**Excerpts from location labeling data**
★ ★ ★ ★

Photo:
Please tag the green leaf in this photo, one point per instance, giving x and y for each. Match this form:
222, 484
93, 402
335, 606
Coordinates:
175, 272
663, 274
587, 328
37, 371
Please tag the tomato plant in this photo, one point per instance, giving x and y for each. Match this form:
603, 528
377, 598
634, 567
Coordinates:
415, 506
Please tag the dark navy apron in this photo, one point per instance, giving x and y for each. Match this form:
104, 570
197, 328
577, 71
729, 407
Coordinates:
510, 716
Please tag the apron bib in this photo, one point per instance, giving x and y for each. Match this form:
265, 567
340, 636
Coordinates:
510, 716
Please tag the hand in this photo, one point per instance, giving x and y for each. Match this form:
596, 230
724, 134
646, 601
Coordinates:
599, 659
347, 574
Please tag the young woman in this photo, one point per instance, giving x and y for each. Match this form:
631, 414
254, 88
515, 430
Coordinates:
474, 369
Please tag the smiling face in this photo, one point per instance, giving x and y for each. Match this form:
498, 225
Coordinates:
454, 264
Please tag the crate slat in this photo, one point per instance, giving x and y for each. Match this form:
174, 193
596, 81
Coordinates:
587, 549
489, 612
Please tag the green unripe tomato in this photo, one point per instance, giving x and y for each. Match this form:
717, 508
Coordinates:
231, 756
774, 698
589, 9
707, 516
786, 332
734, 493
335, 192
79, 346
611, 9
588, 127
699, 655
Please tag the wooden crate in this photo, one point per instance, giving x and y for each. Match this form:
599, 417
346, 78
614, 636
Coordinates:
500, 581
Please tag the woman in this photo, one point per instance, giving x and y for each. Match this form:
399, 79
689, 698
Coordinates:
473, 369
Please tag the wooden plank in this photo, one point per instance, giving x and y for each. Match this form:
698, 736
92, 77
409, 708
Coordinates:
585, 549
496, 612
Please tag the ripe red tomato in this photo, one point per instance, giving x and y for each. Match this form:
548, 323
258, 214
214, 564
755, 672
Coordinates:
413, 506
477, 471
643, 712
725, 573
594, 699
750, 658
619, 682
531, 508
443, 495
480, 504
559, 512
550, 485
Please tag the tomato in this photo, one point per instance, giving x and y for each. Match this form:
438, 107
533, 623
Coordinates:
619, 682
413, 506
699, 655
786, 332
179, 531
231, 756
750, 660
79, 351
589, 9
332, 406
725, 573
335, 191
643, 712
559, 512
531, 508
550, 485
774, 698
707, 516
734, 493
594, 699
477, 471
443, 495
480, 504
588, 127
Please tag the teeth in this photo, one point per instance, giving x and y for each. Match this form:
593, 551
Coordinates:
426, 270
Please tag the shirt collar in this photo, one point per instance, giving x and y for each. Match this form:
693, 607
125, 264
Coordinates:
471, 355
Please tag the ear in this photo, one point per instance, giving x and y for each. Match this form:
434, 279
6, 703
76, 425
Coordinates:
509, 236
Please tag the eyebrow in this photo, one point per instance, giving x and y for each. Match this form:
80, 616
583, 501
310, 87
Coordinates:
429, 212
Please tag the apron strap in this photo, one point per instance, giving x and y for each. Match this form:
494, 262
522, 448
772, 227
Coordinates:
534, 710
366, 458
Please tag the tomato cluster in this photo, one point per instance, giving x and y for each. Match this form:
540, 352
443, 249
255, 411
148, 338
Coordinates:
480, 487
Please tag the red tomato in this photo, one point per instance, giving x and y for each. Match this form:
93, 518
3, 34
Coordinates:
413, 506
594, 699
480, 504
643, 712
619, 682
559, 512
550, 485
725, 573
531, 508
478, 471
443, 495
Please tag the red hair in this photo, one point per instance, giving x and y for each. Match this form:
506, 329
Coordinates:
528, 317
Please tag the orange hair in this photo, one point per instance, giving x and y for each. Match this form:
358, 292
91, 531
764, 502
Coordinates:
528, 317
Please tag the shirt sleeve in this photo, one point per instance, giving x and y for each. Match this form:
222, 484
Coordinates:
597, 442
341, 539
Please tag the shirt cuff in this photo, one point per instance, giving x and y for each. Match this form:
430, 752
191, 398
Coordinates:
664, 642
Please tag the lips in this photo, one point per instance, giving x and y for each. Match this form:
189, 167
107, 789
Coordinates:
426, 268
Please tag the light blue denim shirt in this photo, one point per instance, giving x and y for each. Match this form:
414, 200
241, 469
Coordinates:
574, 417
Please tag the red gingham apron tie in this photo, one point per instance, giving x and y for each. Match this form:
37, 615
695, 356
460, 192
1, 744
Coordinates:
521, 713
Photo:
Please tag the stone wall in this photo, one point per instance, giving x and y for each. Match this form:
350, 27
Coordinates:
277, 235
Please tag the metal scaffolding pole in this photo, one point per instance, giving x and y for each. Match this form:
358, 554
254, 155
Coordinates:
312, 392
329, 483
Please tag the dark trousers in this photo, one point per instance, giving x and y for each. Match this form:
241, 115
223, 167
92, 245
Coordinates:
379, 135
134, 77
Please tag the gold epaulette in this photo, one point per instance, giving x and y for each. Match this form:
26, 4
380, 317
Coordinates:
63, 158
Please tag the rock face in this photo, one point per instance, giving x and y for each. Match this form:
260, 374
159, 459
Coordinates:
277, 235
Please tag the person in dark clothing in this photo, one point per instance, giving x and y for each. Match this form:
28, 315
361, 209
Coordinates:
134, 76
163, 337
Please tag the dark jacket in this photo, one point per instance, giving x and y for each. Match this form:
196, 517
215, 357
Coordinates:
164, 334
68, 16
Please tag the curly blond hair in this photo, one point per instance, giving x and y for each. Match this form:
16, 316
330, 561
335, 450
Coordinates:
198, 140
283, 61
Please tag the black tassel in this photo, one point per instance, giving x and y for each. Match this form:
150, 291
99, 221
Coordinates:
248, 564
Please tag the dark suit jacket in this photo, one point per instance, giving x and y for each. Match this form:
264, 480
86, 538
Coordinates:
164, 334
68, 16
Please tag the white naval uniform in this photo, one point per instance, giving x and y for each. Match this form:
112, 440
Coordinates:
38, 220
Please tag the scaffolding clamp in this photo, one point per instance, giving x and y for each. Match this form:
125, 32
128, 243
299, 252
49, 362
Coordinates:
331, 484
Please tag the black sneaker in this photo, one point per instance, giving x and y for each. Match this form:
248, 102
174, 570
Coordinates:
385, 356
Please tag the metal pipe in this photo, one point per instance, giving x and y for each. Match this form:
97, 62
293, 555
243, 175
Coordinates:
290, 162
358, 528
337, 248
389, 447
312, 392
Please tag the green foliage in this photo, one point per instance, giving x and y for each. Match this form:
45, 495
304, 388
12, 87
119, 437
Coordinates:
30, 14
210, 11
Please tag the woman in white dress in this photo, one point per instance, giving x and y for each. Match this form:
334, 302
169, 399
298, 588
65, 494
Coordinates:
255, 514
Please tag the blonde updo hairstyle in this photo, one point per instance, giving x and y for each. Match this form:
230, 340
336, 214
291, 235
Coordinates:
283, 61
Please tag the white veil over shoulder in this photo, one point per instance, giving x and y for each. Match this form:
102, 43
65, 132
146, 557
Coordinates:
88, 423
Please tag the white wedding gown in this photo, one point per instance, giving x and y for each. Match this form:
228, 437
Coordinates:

★ ★ ★ ★

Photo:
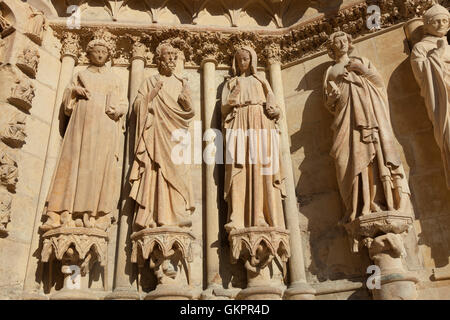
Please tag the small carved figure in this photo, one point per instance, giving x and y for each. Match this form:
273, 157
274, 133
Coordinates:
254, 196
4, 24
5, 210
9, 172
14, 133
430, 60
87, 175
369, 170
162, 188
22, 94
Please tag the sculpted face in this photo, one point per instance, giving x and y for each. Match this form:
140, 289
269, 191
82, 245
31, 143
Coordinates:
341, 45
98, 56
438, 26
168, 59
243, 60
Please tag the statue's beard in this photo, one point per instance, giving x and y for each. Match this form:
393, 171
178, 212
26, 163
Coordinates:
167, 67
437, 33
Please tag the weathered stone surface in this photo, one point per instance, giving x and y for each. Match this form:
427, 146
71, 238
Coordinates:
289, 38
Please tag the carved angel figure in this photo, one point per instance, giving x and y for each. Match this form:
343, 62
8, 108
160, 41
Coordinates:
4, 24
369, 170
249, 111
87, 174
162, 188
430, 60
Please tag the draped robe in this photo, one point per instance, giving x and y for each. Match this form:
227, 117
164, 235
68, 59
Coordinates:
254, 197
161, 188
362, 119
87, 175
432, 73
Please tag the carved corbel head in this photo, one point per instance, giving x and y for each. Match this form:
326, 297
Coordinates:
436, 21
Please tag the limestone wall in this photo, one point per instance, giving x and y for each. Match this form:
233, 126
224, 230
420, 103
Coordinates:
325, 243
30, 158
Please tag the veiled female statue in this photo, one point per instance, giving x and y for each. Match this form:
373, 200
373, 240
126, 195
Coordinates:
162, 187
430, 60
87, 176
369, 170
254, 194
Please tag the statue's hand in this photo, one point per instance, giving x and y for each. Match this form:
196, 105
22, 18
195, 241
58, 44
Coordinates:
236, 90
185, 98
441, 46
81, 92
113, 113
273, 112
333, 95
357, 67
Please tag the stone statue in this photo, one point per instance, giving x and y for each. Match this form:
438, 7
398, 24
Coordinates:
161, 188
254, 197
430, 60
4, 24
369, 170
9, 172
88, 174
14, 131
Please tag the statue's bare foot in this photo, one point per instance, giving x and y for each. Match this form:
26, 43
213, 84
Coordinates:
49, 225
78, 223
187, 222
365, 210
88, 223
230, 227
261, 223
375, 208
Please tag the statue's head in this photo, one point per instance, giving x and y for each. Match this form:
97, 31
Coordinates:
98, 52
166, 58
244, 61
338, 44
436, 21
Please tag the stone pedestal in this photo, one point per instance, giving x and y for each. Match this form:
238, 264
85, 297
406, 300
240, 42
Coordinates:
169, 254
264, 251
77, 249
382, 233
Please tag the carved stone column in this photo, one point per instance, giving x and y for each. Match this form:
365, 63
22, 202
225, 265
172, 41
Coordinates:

★ ★ ★ ★

**TASK BRIEF**
Please pick out each line of the rows above that contains the string "black". Case counts.

**THE OUTPUT**
Please tag the black tassel in this photo, one point per instance, giving x and y for each. Match this form:
Please tag the black sneaker in this photo, one point per instance, giving x and y for each. Match this form:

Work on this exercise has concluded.